Saved data entries:
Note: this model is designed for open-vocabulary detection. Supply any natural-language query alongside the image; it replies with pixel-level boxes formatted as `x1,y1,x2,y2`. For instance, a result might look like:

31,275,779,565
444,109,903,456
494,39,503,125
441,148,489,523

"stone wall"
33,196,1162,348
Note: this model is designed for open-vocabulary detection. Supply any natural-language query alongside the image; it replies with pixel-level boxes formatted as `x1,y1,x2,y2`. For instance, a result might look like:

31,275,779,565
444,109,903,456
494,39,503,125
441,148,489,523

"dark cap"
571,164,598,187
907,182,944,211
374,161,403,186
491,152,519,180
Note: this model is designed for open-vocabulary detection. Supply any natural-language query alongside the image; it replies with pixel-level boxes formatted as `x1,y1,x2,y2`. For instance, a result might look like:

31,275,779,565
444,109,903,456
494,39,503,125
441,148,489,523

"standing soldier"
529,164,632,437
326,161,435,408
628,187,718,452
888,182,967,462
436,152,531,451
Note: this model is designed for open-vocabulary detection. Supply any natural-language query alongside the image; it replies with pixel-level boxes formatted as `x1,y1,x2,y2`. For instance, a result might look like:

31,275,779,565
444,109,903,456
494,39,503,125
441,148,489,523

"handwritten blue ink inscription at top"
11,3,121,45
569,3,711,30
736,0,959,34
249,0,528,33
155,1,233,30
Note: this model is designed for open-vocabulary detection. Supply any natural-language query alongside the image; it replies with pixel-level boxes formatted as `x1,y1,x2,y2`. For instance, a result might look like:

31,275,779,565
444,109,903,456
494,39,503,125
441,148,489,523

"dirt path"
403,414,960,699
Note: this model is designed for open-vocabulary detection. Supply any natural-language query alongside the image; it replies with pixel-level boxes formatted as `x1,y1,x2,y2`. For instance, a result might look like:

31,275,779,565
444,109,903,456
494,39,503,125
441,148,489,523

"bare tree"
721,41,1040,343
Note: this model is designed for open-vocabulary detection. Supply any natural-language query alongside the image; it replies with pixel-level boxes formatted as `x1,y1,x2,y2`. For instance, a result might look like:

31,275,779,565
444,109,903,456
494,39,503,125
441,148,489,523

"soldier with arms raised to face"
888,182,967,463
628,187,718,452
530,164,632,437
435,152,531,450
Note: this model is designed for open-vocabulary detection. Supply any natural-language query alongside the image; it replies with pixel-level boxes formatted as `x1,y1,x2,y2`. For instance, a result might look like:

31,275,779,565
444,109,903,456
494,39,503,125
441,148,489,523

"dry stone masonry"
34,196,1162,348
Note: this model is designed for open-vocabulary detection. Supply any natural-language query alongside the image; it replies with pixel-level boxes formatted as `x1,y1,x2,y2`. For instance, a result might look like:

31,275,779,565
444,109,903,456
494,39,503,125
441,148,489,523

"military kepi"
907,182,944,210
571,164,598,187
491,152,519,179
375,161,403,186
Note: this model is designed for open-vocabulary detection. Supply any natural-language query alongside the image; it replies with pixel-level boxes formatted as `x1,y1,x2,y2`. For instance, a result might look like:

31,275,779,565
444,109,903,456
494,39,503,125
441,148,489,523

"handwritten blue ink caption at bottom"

Problem to work on: Repeat the data in full, keeping each word exactly as it is.

Your solution:
Note: this model is designed for open-vocabulary detection. Supply any natural-language query alongside the image; it replies with pixel-level boxes formatted as `x1,y1,x2,y2`. For instance, a result might look like:

31,275,779,565
444,109,903,456
494,39,503,125
441,148,489,523

"stone wall"
33,196,1162,348
Note: this model is designed for open-vocabulary detection. Supply any natural-language query alongside the image; it replies with pixel-level boxes formatted as `x1,y1,x2,y2`. For instance, a result might look like:

31,275,779,565
444,109,903,456
494,39,503,125
441,148,489,523

"dark cap"
571,164,598,187
907,182,944,211
374,161,403,186
491,152,519,180
Note: this model is designed for open-vocabulary detection. Supply any natural-language query alongside the image; it replies with pixel-level boxes formatted as `x1,y1,x2,y2`. For instance, a result might look like:

31,275,779,565
444,109,903,456
494,39,503,125
441,148,489,523

"standing soldier"
529,164,632,437
326,161,435,408
628,187,718,452
888,182,967,462
436,152,531,451
Note: this model is designed for open-vocabulary detection. Supply any natural-language query alongside the image; it replies with pixel-level boxes formatted as `x1,y1,x2,y2`. For instance, a result might look like:

31,275,779,565
444,109,903,456
494,39,503,125
441,148,489,523

"handwritten blue ink inscription at top"
11,3,121,45
569,3,711,30
736,0,959,34
249,0,528,33
155,1,233,30
Note: this model is designed for open-vocabulary detection. Supply any natural-language query alongside the image; it replies with pixel-level boxes formatted as `x1,y1,x2,y2`. For instance, a result might look like:

31,275,779,565
444,109,903,456
494,39,503,125
441,148,489,523

"dirt path"
403,414,960,699
Note: this model is designed for open-vocabulary detection. Supply any natural-language query alongside the image; it replies with pixel-level boxes formatted as `x1,y1,x2,y2`. For instance, a result might look like:

31,275,779,565
444,109,903,456
494,39,503,125
441,148,489,523

"bare tree"
721,41,1040,343
Note: this model is designed for open-vocabulary detection. Supply any natural-language query alongside the image; it replies with pixel-level boxes formatted as `x1,y1,x2,y2`. For instance, a result might look like:

31,275,779,565
444,109,903,456
494,39,503,125
441,148,489,523

"soldier with arms raised to face"
888,182,967,463
628,187,718,452
530,164,632,437
435,152,531,450
Note: this model is designed for open-vocabulary detection. Supply any natural-language query alongside the image; it replies with pixel-level boxes formatted as `x1,y1,x2,y2`. For instance, a result might look like:

31,275,779,565
444,109,903,456
494,39,503,125
441,148,489,523

"dry stone masonry"
34,196,1162,348
Note: this model is designed for open-vocabulary detection. Supply any natural-language query alongside the image; it replies with pixel-level boxes formatted as `x1,y1,x2,y2`. For instance, a result might look like:

31,275,779,565
444,109,903,456
494,39,503,125
441,148,489,523

"military kepi"
907,182,944,210
571,164,598,187
491,152,519,179
375,161,403,186
Note: this model is designed for open-vocabulary detection. Supply any natural-language query alongside the image; it replies with pixel-level boxes formatted as `x1,y1,x2,y2`. For instance, a result might look like:

31,275,779,565
444,109,903,456
494,39,503,125
441,148,489,523

"handwritten blue ink caption at bottom"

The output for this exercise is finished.